Top of Text block

Hello and welcome to Morganchem, the home of all things NErDy at Francisco Bravo Medical Magnet High School and the official web presence of Michael Morgan.
I take your child's education very seriously. It is with that intention that I have provided this webpage for you and your child to help get a better understanding of what goes on in their Chemistry class. Here you will find our weekly and semester long schedules, copies of all the homework assignments and laboratories, daily announcements, and important information to help parents keep their children on track.
To learn more about my academic activities and the success of my students view my biography under the "about" menu. For those interested in the many different academic activities that my students are involved in on a daily basis outside normal class hours look at the Chem Club page on the "about" menu.
Over the past twenty years music education has disappeared from our schools. This becomes obvious when listening to new music on the radio only to hear music that is unoriginal or even bad. Most of today's so called artists do not write their own music or even play their own instruments.
So in the spirit of teaching you everything we can, this page features an Album of the Week. These are not ordinary albums in the history of music. These are the groundbreaking pieces of music that truly shaped how music was presented, recorded, and how it influenced other musicians and the public.
A few notes about the choices. They are albums and not collections of single songs thrown together willy-nilly. They were meant to be played in order. They often told a story or set a mood. Some of them defined a genre and some defined a generation. I strongly recommend that you ask your Parents/Grandparents to dig through their record collections and find their old copies of these and put them on the turntable and experience them the way they were meant to be experienced.
Steve has been my best friend since 1980 and was best man at my wedding. He has had a great deal of influence on my musical taste and helped me take my love of progressive bands like Yes and Jethro Tull into the world of much more cutting edge bands like King Crimson. With that being said I have asked him to contribute the narrative for this week’s selection.
British band King Crimson released Discipline in 1981. It was their eighth studio album, but it was their first album after a seven year hiatus, and it was a dramatic departure from their previous work. In fact, it is a pretty dramatic departure from ANYONE's previous work.
The band had a new lineup for this album. Band guitarist Robert Fripp (who founded the band in 1968) was still around, as was former Yes drummer Bill Bruford, who had joined the band in 1972. New for this album were two Americans: Adrian Belew (guitar and lead vocals) and legendary low-end maestro Tony Levin on bass guitar, Chapman Stick and backing vocals.
The 1980s had begun, and this album showed some influences from the...(continued)

Bottom of Text block
Top of Records supplied

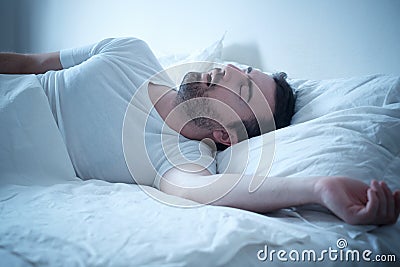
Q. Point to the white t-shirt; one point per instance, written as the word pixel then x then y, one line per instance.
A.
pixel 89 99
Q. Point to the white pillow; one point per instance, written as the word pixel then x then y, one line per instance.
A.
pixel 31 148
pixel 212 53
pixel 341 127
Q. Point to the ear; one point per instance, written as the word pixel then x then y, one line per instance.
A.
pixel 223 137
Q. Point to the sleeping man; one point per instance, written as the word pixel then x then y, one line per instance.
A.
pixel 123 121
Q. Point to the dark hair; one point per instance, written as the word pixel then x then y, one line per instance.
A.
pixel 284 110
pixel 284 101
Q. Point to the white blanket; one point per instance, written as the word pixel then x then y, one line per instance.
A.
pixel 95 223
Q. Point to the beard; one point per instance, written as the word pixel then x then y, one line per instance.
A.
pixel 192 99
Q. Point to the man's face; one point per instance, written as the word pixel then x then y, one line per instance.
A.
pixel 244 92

Bottom of Records supplied
Top of Records supplied

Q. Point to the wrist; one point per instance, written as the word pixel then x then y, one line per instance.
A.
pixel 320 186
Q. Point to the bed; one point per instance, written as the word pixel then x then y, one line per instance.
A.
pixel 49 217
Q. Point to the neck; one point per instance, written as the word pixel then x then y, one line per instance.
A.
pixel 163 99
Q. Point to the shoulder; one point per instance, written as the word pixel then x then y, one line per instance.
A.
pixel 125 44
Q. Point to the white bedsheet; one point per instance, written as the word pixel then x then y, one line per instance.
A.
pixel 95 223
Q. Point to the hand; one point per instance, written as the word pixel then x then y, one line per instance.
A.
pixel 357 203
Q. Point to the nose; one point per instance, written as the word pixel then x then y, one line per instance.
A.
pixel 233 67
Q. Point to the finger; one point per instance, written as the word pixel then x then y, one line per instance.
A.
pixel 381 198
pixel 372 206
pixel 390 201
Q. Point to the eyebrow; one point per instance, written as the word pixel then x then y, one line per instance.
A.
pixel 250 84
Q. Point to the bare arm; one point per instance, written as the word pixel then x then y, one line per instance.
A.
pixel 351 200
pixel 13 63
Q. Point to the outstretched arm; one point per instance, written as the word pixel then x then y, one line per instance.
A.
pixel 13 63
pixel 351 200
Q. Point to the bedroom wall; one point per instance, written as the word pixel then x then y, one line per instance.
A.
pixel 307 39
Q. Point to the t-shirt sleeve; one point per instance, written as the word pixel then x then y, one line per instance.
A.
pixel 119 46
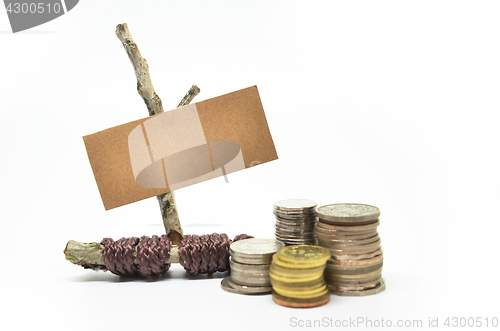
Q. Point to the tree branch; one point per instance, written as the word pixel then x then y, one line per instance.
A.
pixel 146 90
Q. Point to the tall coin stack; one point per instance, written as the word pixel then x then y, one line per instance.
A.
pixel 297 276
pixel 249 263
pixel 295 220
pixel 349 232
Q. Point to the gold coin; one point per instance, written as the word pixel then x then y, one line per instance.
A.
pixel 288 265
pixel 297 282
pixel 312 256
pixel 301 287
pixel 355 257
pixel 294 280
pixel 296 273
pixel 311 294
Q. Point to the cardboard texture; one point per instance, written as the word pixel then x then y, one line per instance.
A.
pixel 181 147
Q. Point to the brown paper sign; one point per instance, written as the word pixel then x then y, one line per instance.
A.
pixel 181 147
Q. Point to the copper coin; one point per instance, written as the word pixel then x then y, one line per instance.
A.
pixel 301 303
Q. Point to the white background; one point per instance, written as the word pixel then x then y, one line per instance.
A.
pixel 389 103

Bottom of Records supplied

_Actions to take_:
#1 Using the Morganchem page, decide whether each statement agrees with it: (a) Discipline was King Crimson's eighth studio album; (b) Bill Bruford joined King Crimson in 1968; (c) Steve has been the writer's best friend since 1980. Answer yes or no for each, and quote the deciding words.
#2 Name every musician that the Morganchem page lists in King Crimson's lineup for Discipline.
#3 Copy the Morganchem page word for word from "Over the past" to "and the public.".

_Solution list_:
#1
(a) Yes: "It was their eighth studio album"
(b) No: "former Yes drummer Bill Bruford, who had joined the band in 1972"
(c) Yes: "Steve has been my best friend since 1980"

#2 Robert Fripp, Bill Bruford, Adrian Belew, Tony Levin

#3
Over the past twenty years music education has disappeared from our schools. This becomes obvious when listening to new music on the radio only to hear music that is unoriginal or even bad. Most of today's so called artists do not write their own music or even play their own instruments.
So in the spirit of teaching you everything we can, this page features an Album of the Week. These are not ordinary albums in the history of music. These are the groundbreaking pieces of music that truly shaped how music was presented, recorded, and how it influenced other musicians and the public.